### [WORK ITEM]
Print the records below verbatim.

### [TASK INPUT]
★ ★ ★ ★

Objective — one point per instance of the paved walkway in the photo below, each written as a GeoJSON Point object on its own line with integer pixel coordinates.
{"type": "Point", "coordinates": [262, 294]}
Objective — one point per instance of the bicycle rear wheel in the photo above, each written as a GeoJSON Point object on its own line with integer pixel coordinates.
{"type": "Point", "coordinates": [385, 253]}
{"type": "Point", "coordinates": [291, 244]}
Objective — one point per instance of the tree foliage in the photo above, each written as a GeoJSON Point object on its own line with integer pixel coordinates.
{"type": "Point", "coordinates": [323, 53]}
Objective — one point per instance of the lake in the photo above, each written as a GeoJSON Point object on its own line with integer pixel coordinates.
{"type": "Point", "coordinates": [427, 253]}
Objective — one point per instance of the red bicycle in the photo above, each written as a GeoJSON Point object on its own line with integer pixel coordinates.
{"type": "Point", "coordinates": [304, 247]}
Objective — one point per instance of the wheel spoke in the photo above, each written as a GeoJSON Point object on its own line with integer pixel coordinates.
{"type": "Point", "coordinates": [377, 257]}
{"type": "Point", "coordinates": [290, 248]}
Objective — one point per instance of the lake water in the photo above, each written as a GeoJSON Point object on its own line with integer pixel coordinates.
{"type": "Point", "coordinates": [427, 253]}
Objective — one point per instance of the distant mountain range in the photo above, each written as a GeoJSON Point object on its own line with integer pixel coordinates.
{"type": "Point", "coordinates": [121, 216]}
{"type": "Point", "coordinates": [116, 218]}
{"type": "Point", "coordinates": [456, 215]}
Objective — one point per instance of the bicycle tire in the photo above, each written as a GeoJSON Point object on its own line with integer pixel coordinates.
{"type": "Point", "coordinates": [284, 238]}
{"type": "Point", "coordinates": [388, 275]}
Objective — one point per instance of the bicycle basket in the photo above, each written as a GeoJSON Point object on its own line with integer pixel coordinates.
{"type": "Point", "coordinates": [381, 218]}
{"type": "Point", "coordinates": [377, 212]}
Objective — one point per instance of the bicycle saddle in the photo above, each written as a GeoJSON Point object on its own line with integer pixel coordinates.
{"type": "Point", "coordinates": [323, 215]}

★ ★ ★ ★

### [ANSWER]
Objective — one point per instance of the paved walkway in the photo below, each written as a GeoJSON Point object on its own line with integer pixel coordinates.
{"type": "Point", "coordinates": [262, 294]}
Objective — one point per instance of the bicycle rear wheel in the photo above, each written as a GeoJSON Point object on its own line with integer pixel coordinates.
{"type": "Point", "coordinates": [385, 253]}
{"type": "Point", "coordinates": [291, 244]}
Objective — one point per instance of the tree foliage in the photo above, each written as a GeoJSON Point object on its own line with integer pixel coordinates.
{"type": "Point", "coordinates": [323, 53]}
Objective — one point per instance of the lake in the photo above, each written as a GeoJSON Point object on its own line with integer pixel coordinates.
{"type": "Point", "coordinates": [427, 253]}
Objective — one point per instance of the red bicycle in the photo above, each written as a GeoJSON Point object on its own line with integer pixel coordinates.
{"type": "Point", "coordinates": [304, 247]}
Objective — one point per instance of the wheel spoke in the photo above, each written as a GeoJSON Point object on its own line with integer pixel coordinates.
{"type": "Point", "coordinates": [377, 257]}
{"type": "Point", "coordinates": [290, 248]}
Objective — one point per instance of the lake water in the photo above, each written as a GeoJSON Point object on its own line with integer pixel coordinates.
{"type": "Point", "coordinates": [427, 253]}
Objective — one point per instance of the distant mountain range in the photo above, each written as a GeoJSON Point object on its own line with integer pixel coordinates.
{"type": "Point", "coordinates": [121, 216]}
{"type": "Point", "coordinates": [116, 218]}
{"type": "Point", "coordinates": [456, 215]}
Objective — one point per instance of the bicycle tire in the photo above, each written as a GeoJSON Point object on its own line with integer pixel coordinates.
{"type": "Point", "coordinates": [284, 238]}
{"type": "Point", "coordinates": [388, 275]}
Objective — one point per instance of the bicycle basket in the photo above, each written as a GeoJSON Point object on its own line with integer pixel coordinates.
{"type": "Point", "coordinates": [381, 218]}
{"type": "Point", "coordinates": [377, 212]}
Objective — one point per instance of the bicycle saddle in the photo above, each written as a GeoJSON Point object on its own line with integer pixel coordinates.
{"type": "Point", "coordinates": [323, 215]}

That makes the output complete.